Page extract:
--

HAVANA, Cuba, Feb 25 (ACN) A boy lost his life on Monday when he was swallowed up by a flood during a flood in Havana. Everything was recorded, by chance, in a video of someone recording the flooded streets.
The accident was recorded by chance, but was its posting on social media a coincidence?
It is not the first time that our feed presents us with this type of images. Still fresh in memory are those of the plane that crashed in May 2018, the videos showing the charred victims, the fire, hell itself on earth.
In 2022, when a minor was fighting for his life, alone against the raging waves on the capital's Malecon, someone also took out his cell phone. Not to call and ask for help to the Rescue and Rescue Commandos of the Cuban Fire Brigade, but to film a video and announce the fatal result.
This type of attitude exposes an alarming trend: the objectification of human pain in pursuit of virality. This is the reflection of a global dynamic that, even in Cuba, is beginning to spread.
Social media, tools created to connect, have become scenarios where sensationalism triumphs over empathy.
The logic is simple: the more dramatic the content, the more visits, the more followers, the more monetization. But where are ethics, compassion and respect for the dignity of those who suffer?
In Cuba, forged on pillars of solidarity and humanism, which have been key to face hurricanes, pandemics and blockades, this digital individualism is especially shocking, because it is a practice that contradicts our values.

--

Available data:
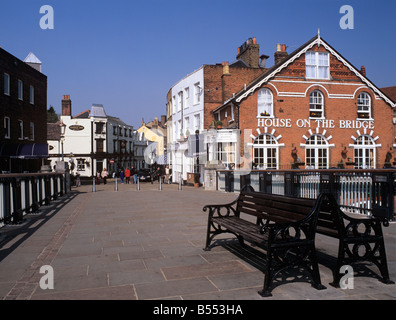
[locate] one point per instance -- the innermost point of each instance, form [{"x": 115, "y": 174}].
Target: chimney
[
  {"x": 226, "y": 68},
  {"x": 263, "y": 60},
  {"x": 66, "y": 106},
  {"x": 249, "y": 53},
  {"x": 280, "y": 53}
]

--

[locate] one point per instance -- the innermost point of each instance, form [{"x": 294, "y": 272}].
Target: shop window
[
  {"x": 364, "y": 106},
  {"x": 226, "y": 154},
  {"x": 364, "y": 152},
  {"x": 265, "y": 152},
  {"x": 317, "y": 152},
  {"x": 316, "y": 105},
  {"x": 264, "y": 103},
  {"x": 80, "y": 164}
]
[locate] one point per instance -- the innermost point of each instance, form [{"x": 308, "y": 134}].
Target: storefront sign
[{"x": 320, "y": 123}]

--

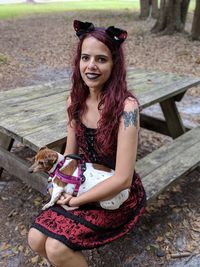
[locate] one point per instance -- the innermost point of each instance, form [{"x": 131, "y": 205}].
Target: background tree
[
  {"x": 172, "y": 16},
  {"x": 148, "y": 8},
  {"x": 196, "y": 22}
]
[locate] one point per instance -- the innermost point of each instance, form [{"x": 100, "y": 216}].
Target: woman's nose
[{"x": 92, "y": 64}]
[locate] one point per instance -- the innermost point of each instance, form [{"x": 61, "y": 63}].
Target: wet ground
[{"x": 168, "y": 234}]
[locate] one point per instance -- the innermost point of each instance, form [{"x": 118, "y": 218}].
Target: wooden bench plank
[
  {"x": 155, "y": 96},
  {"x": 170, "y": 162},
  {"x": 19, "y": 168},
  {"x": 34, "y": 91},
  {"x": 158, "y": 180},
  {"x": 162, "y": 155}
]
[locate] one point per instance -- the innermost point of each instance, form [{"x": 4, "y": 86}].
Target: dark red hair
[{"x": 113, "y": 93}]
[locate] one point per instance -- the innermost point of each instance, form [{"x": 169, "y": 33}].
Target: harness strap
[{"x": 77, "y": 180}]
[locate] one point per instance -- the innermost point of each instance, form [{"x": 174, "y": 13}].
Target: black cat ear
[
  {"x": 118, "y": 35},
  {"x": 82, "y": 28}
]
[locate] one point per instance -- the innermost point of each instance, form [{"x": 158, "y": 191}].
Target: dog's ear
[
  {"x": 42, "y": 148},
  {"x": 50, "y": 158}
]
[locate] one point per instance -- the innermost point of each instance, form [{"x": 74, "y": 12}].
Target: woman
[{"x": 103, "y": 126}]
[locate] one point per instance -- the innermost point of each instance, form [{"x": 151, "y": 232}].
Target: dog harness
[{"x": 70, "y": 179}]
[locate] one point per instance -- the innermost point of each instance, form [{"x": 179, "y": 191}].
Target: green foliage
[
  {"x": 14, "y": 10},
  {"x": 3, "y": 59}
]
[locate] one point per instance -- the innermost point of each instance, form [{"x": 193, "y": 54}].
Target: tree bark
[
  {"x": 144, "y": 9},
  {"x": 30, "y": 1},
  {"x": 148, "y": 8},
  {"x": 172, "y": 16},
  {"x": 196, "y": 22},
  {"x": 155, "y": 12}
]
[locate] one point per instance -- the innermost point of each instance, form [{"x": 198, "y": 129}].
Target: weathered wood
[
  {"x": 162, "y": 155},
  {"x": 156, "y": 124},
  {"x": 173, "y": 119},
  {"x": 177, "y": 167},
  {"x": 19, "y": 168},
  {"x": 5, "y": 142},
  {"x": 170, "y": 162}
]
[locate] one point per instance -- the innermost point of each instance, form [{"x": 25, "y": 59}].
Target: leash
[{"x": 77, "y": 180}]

--

Questions to answer:
1. According to the Havana flood article, in what month and year did the plane crash it recalls take place?
2. Write the next part of the Havana flood article, starting after its final sentence.
The listing comes from a separate source unrelated to the Havana flood article.

Written responses:
1. May 2018

2.
The problem is not the technology, but its use. A video of someone in danger can be useful if it serves to alert authorities or seek help. But when it is recorded without action, it becomes complicity.
The solution is not to prohibit, but to educate. Social networks should be spaces for denouncing injustice, not for commercializing pain.
It is urgent to promote an ethical digital culture, and also to rigorously apply the regulations that sanction the dissemination of content that violates human dignity, as established in Decree-Law 35/2021 on the responsible use of Information and Communication Technologies in Cuba.
This already viralized video of the minor who lost his life in the flood faces us with an ethical dilemma: Are we complicit in his pain if we share these images? The answer lies in choosing between the easy click and human duty.
Remember that behind every video there is a family, a story, a right to privacy even in death. No like is worth more than a life.